start PAGE TEXT

In [1]:
# Install Additional Python Libraries
!pip install -r requirements.txt

In [2]:
from spark_libs import spark_submit
packages = ["com.databricks:spark-csv_2.11:1.5.0"]
spark_submit(packages=packages)

Adding environment variable `PYSPARK_SUBMIT_ARGS`
--packages com.databricks:spark-csv_2.11:1.5.0 pyspark-shell


In [5]:
from pyspark.sql import SparkSession
from pyspark import SparkFiles
from pyspark.sql import DataFrame
import pyspark.sql.functions as F
from pyspark.ml.feature import Tokenizer
from pyspark.sql.types import IntegerType

In [4]:
# get or create Spark session

app_name = "spark-udf"
spark = SparkSession.builder.appName(app_name).getOrCreate()

In [6]:
dataframe = spark.createDataFrame([
    (0, "Mary had a little lamb"),
    (1, "It's fleece was white as snow"),
    (2, "And everywhere Mary went"),
    (3, "The lamb was sure to go")
], ["id", "Nursery Rhyme"])
dataframe.show()

+---+--------------------+
| id|       Nursery Rhyme|
+---+--------------------+
|  0|Mary had a little...|
|  1|It's fleece was w...|
|  2|And everywhere Ma...|
|  3|The lamb was sure...|
+---+--------------------+



In [17]:
# Write a function to count occurrences of Mary
def mary_counter(rhyme):
    counter = 0
    for word in rhyme.split(" "):
        if word.lower() == "mary":
            counter += 1
    return counter

In [19]:
mary_udf = F.udf(mary_counter, IntegerType())

end PAGE TEXT

*REQUEST A*
In the Spark notebook, what does calling spark_submit with the packages list do, according to the printed output?
*REQUEST B*
In the Spark notebook, what app name is used when the Spark session is built?
*REQUEST C*
Name every item imported in the Spark notebook cell labeled "In [5]".

start DATA PROVIDED

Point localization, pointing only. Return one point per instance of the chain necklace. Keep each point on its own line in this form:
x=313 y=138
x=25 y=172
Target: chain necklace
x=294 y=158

end DATA PROVIDED

*REPLY A*
It adds the environment variable `PYSPARK_SUBMIT_ARGS`. The variable is set to "--packages com.databricks:spark-csv_2.11:1.5.0 pyspark-shell".

*REPLY B*
"spark-udf"

*REPLY C*
SparkSession, SparkFiles, DataFrame, pyspark.sql.functions (as F), Tokenizer, IntegerType